__Exercise set__.
1. Copy the passage on teaching children emotional skills word for word, starting with "Children are never" and going on through "their emotional intelligence.".
2. Pick up the piece on teaching children emotional skills right after its final sentence and keep writing it.

__Excerpt to read__.
= = = = = = =
When I had my first panic attack at eight years old, there was little to no information about anxiety disorders – or mental health, for that matter! Years later, when my trainee-nurse sister brought home some information explaining many of the things that I had experienced, I was relieved to find that I wasn’t crazy or abnormal after all.
This gave me an insatiable curiosity about the mind/body connection and I found effective techniques such as neuro-linguistic programming (NLP) and cognitive behavioural therapy (CBT). I also found the world-famous coach Tony Robbins, who uses similar techniques, and I was amazed at how effective his books were in helping me not only to manage my anxiety, but also to reach my own potential. I wondered why we weren’t teaching these types of strategy to children!
When my daughter had her first nightmare, managing it came very easily to me through using a simple CBT technique called ‘reframing’ that I’d learnt for managing my own anxiety. This was my ‘eureka’ moment seven years ago when I decided to take on the challenge to create characters and stories that could help children manage tough emotions and reach their potential – think Peppa Pig meets Tony Robbins.
Feel Brave was born and feedback has shown us that it is so effective that I now feel it’s not just something that I want to do, but something that is my duty to give all children access to.
There is no doubt that we are heading towards a mental health crisis right now in New Zealand and global trends show that these types of issue are only increasing. What is difficult is that there is mounting pressure for teachers to ‘fix’ this crisis whilst juggling all the other heavy educational and departmental pressures.
Having been a teacher myself, and understanding the huge role that it is, I have great empathy for teachers, but I also have a lot of hope that, with some creative innovation, we have the potential to make a global positive shift in children’s emotional health and wellbeing just by doing some very simple things every day. Here are three of my favourite examples that can be woven seamlessly into the classroom:
- Teaching children about their brains
When we understand how we operate, we can better manage our feelings and why we (and others) might think, feel and act the way we do.
Children are never too young to be introduced to how their brains work and you don’t need to be a neuroscientist to teach them! Like a dog, our ‘old brain’ (the cheeky monkey) is most useful to us if it’s trained well by our ‘new brain’ (the wise owl). Just getting children used to the idea of a ‘cheeky monkey’ and a ‘wise owl’ that is a part of who they are will give them a great start in building their emotional intelligence.
For very young children, monkey and owl puppets work brilliantly, along with questioning such as ‘Was that your cheeky monkey who just did that? What could your wise owl do instead?’ This type of questioning helps to build good vocabulary about their brains. There are some simple and clever ways to teach children about their brains online, such as Dr Hazel Harrison’s upstairs/downstairs brain concept.
2. Building resilience
Resilience is one of the most important things children can build in order to be self-confident and to ‘survive and thrive’ in life. A resilient child is one who feels connected, loved, has hope, and a strong sense of belonging and attachment.
= = = = = = =
__Record excerpts__.
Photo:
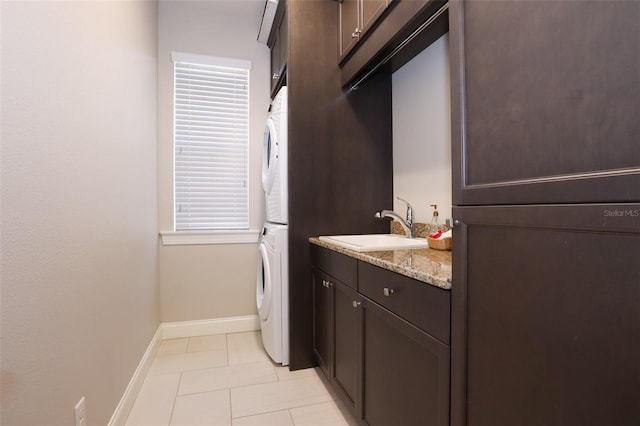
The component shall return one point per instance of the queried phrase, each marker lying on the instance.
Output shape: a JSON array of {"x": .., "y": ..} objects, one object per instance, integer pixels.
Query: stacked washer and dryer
[{"x": 272, "y": 292}]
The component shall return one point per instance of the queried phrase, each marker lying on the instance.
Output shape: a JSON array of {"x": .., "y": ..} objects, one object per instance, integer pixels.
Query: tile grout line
[{"x": 175, "y": 398}]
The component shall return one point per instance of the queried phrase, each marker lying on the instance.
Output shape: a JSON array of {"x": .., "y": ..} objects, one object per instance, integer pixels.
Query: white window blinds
[{"x": 211, "y": 139}]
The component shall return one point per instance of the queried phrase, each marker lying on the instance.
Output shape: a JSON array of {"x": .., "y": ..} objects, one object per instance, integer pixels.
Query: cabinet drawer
[
  {"x": 423, "y": 305},
  {"x": 339, "y": 266}
]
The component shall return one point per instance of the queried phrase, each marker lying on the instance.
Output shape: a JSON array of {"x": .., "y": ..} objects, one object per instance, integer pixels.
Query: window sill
[{"x": 177, "y": 238}]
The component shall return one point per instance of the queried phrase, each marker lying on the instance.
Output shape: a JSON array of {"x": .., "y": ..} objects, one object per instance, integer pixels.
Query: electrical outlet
[{"x": 81, "y": 413}]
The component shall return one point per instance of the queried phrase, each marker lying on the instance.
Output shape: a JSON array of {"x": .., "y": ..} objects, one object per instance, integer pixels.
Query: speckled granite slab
[{"x": 426, "y": 265}]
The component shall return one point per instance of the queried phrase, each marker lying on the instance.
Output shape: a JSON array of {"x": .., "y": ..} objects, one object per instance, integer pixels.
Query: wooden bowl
[{"x": 444, "y": 244}]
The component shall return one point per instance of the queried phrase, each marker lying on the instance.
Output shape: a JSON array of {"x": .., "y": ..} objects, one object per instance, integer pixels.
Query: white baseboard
[
  {"x": 176, "y": 330},
  {"x": 123, "y": 409}
]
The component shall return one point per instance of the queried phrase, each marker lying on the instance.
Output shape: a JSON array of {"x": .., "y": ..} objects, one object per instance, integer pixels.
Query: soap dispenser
[{"x": 434, "y": 227}]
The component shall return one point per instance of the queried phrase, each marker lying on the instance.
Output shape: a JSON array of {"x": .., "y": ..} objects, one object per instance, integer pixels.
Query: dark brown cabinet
[
  {"x": 356, "y": 18},
  {"x": 322, "y": 320},
  {"x": 405, "y": 372},
  {"x": 335, "y": 321},
  {"x": 279, "y": 45},
  {"x": 383, "y": 366},
  {"x": 545, "y": 101},
  {"x": 546, "y": 318}
]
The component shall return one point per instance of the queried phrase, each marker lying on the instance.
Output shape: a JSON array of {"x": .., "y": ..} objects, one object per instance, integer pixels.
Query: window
[{"x": 211, "y": 142}]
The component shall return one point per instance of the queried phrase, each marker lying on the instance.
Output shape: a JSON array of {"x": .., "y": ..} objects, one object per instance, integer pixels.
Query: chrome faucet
[{"x": 407, "y": 224}]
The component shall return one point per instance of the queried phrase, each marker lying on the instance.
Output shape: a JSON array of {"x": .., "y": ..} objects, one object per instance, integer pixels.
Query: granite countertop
[{"x": 426, "y": 265}]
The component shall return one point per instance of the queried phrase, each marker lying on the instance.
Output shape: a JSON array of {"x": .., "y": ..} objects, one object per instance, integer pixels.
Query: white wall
[
  {"x": 422, "y": 133},
  {"x": 210, "y": 281},
  {"x": 79, "y": 205}
]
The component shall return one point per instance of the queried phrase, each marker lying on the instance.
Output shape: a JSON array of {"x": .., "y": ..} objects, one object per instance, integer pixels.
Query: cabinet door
[
  {"x": 283, "y": 35},
  {"x": 371, "y": 10},
  {"x": 349, "y": 26},
  {"x": 346, "y": 371},
  {"x": 279, "y": 51},
  {"x": 545, "y": 101},
  {"x": 405, "y": 372},
  {"x": 323, "y": 320},
  {"x": 275, "y": 65},
  {"x": 546, "y": 318}
]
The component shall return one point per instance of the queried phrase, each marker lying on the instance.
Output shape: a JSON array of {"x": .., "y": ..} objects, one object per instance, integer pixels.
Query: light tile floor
[{"x": 228, "y": 379}]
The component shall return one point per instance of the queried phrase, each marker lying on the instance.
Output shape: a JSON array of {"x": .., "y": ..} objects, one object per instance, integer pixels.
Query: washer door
[
  {"x": 264, "y": 292},
  {"x": 269, "y": 156}
]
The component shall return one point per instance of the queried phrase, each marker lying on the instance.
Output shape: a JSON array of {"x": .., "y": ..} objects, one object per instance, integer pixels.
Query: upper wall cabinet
[
  {"x": 379, "y": 35},
  {"x": 356, "y": 18},
  {"x": 279, "y": 45},
  {"x": 545, "y": 101}
]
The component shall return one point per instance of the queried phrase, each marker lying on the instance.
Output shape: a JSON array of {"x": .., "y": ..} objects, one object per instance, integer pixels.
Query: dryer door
[
  {"x": 269, "y": 156},
  {"x": 264, "y": 292}
]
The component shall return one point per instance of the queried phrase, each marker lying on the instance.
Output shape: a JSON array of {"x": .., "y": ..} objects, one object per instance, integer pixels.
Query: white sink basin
[{"x": 374, "y": 242}]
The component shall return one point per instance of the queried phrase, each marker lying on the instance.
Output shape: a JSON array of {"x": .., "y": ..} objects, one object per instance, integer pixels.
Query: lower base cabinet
[
  {"x": 385, "y": 369},
  {"x": 405, "y": 372}
]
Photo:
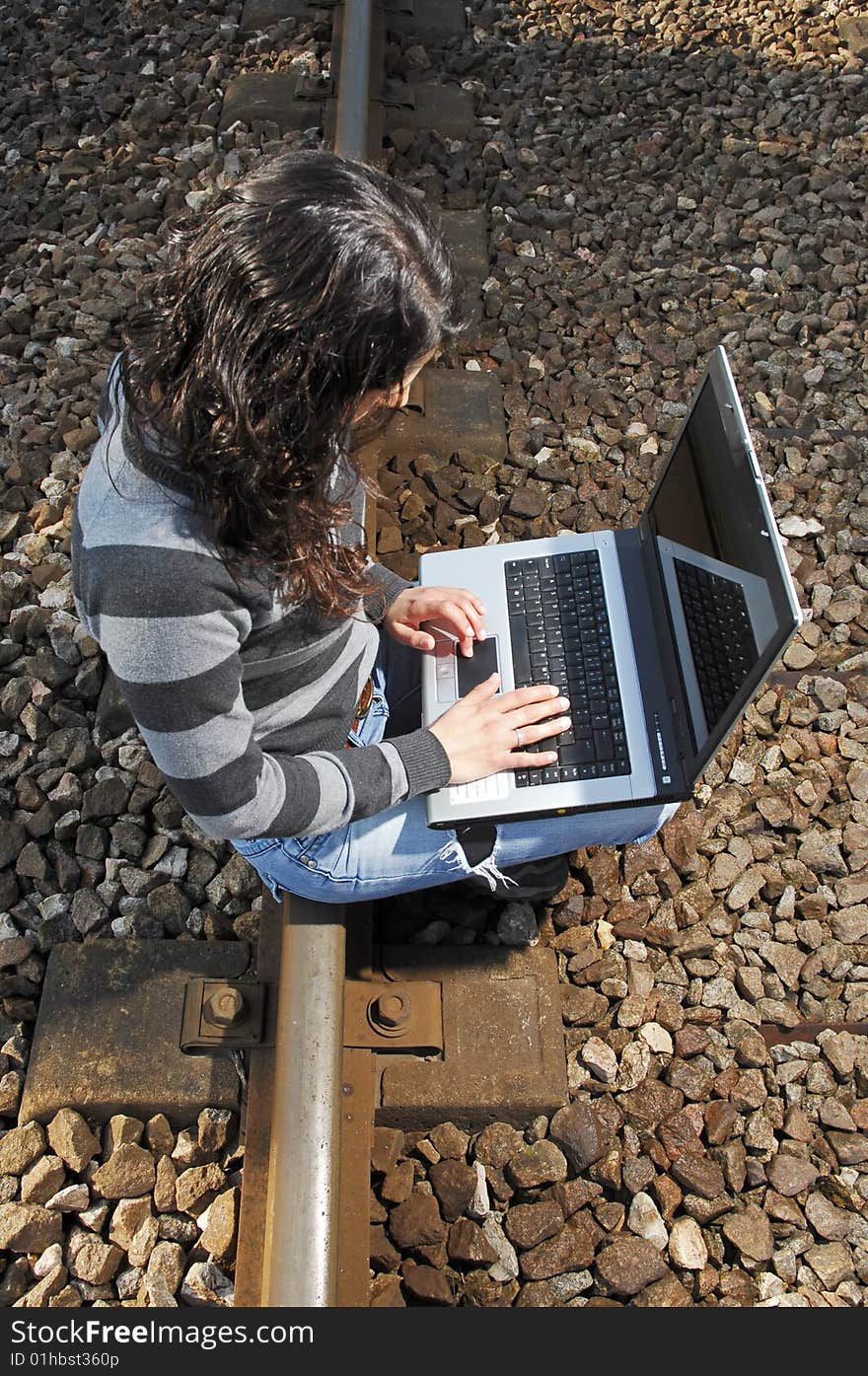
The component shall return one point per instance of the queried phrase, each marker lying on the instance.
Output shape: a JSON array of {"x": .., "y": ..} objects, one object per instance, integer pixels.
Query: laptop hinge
[{"x": 666, "y": 718}]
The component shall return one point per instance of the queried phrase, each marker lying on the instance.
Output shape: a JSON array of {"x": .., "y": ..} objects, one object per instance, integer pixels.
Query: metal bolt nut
[
  {"x": 391, "y": 1010},
  {"x": 226, "y": 1007}
]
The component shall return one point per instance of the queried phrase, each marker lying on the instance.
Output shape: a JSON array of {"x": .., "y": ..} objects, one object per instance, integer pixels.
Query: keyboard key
[
  {"x": 581, "y": 753},
  {"x": 603, "y": 745}
]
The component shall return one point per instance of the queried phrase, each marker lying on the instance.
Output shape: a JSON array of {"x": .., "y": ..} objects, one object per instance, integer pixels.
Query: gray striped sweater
[{"x": 244, "y": 700}]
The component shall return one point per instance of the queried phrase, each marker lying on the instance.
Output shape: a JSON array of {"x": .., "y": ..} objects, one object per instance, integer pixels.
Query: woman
[{"x": 219, "y": 554}]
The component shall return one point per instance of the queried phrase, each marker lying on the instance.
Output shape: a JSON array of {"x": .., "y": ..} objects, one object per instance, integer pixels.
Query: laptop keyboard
[
  {"x": 720, "y": 633},
  {"x": 560, "y": 634}
]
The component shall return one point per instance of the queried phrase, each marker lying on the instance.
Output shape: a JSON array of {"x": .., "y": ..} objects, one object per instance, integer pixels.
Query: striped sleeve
[
  {"x": 384, "y": 588},
  {"x": 173, "y": 627}
]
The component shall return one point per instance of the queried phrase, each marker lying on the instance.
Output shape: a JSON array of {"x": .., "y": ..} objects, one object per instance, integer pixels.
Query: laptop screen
[{"x": 728, "y": 591}]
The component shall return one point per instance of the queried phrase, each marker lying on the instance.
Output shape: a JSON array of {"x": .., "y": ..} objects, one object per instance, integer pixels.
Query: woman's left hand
[{"x": 456, "y": 609}]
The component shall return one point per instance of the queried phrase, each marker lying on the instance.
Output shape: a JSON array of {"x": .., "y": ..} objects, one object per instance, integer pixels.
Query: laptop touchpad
[{"x": 481, "y": 664}]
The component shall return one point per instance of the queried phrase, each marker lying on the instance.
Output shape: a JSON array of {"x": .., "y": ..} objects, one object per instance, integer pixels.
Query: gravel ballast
[{"x": 656, "y": 181}]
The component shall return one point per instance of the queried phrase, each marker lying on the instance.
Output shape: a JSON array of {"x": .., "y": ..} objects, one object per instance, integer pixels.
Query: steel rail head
[
  {"x": 302, "y": 1209},
  {"x": 351, "y": 128}
]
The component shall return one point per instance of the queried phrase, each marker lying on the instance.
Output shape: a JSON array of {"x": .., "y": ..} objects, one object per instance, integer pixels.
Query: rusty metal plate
[
  {"x": 394, "y": 1017},
  {"x": 256, "y": 1123},
  {"x": 427, "y": 21},
  {"x": 222, "y": 1014},
  {"x": 108, "y": 1031},
  {"x": 467, "y": 236},
  {"x": 504, "y": 1057},
  {"x": 376, "y": 129},
  {"x": 354, "y": 1183},
  {"x": 268, "y": 97},
  {"x": 773, "y": 1035},
  {"x": 447, "y": 109},
  {"x": 452, "y": 411}
]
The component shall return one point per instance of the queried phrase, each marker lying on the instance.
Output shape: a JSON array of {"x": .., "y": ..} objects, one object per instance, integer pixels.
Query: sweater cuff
[
  {"x": 384, "y": 588},
  {"x": 424, "y": 759}
]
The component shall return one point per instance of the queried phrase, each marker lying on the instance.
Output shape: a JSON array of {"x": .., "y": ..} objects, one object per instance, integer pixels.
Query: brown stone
[
  {"x": 682, "y": 835},
  {"x": 388, "y": 1145},
  {"x": 750, "y": 1232},
  {"x": 627, "y": 1265},
  {"x": 128, "y": 1218},
  {"x": 483, "y": 1292},
  {"x": 575, "y": 1195},
  {"x": 383, "y": 1255},
  {"x": 128, "y": 1173},
  {"x": 20, "y": 1148},
  {"x": 584, "y": 1006},
  {"x": 28, "y": 1228},
  {"x": 450, "y": 1141},
  {"x": 720, "y": 1121},
  {"x": 665, "y": 1293},
  {"x": 527, "y": 1225},
  {"x": 732, "y": 1159},
  {"x": 417, "y": 1222},
  {"x": 94, "y": 1261},
  {"x": 454, "y": 1184},
  {"x": 386, "y": 1292},
  {"x": 167, "y": 1264},
  {"x": 699, "y": 1174},
  {"x": 42, "y": 1291},
  {"x": 649, "y": 1103},
  {"x": 571, "y": 1250},
  {"x": 791, "y": 1174},
  {"x": 427, "y": 1284},
  {"x": 682, "y": 1131},
  {"x": 850, "y": 1148},
  {"x": 195, "y": 1188},
  {"x": 582, "y": 1132},
  {"x": 398, "y": 1184},
  {"x": 668, "y": 1194},
  {"x": 44, "y": 1178},
  {"x": 222, "y": 1229},
  {"x": 542, "y": 1163},
  {"x": 738, "y": 1287},
  {"x": 497, "y": 1143},
  {"x": 467, "y": 1243},
  {"x": 164, "y": 1185}
]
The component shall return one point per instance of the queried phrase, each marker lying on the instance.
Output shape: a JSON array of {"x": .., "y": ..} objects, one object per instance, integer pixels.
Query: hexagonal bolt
[
  {"x": 226, "y": 1007},
  {"x": 390, "y": 1010}
]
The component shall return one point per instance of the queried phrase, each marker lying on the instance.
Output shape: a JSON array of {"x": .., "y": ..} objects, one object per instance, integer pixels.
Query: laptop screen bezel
[{"x": 718, "y": 376}]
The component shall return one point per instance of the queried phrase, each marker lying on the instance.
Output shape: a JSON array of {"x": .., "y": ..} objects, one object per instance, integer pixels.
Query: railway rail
[{"x": 333, "y": 1035}]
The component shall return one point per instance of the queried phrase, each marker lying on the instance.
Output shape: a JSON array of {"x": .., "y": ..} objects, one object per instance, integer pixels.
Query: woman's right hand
[{"x": 479, "y": 731}]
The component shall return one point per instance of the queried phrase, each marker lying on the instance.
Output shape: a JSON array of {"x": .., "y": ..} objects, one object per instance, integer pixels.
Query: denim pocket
[
  {"x": 304, "y": 848},
  {"x": 257, "y": 846}
]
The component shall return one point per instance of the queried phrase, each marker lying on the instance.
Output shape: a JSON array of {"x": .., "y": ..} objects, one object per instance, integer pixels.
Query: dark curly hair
[{"x": 309, "y": 285}]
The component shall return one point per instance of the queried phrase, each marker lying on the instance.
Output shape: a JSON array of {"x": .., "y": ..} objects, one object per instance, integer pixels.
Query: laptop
[{"x": 659, "y": 634}]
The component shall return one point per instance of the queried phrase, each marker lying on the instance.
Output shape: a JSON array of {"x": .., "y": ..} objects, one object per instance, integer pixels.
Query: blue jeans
[{"x": 397, "y": 850}]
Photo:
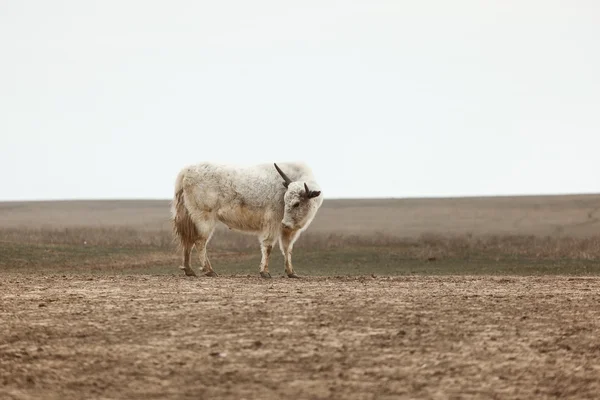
= = = = = = =
__Expected responses__.
1.
Children are never too young to be introduced to how their brains work and you don’t need to be a neuroscientist to teach them! Like a dog, our ‘old brain’ (the cheeky monkey) is most useful to us if it’s trained well by our ‘new brain’ (the wise owl). Just getting children used to the idea of a ‘cheeky monkey’ and a ‘wise owl’ that is a part of who they are will give them a great start in building their emotional intelligence.

2.
We can help children develop this by listing all of the things that make them feel that they belong. It is also powerful to help them create their own special places of belonging through guided imagery then get them to further crystalise these places with words and pictures.
Having a special place that is familiar to us in our minds is a nice place to go from time to time when we need a three-minute mental break. There are some great guided scripts that can be found online to help you enable children to do this or download and use the ‘My Special Place’ script from the Feel Brave Teaching Guide.
Building tribes is also key in developing resilience which we can do by creating strong class groups, school houses, mentor groups and/or daily practices such as songs or statements that make them feel protected, respected and connected. Devise strategies to link students who dwell on the fringe with other class members such as a special project like gardening or cooking.
Empathy plays a vital role in preventing bullying and building strong relationships. Some great ways to practice empathy every day are to carry out ‘random acts of kindness’ or to report regularly on what kind thing you did for someone (or saw someone do for someone else) today.
3. Managing anxiety, fears and worries
There is huge power in changing the way children feel about something simply by ‘reframing’ it using storytelling. If something is scaring a child (e.g. a recurring nightmare or a negative memory), get them to imagine the most ridiculous thing that could happen to their scary or negative thing then make up a new story with them where the scary thing becomes funny, small or cute.
Children love nothing more than role playing a tough situation they are facing when you play the part of them or you share a similar story from your childhood. Role playing gives them a safe environment to try out different coping scenarios.
When we ‘name’ a feeling, we ‘tame’ a feeling so using stories to open up conversations about what might be worrying a child (and emotion cards to identify names for our feelings), helps us find ways to process and overcome them.
Avril McDonald is an ex-primary school teacher, the author of the Feel Brave series of books – little stories about big feelings for 4–7-year-olds – and the creator of www.feelbrave.com.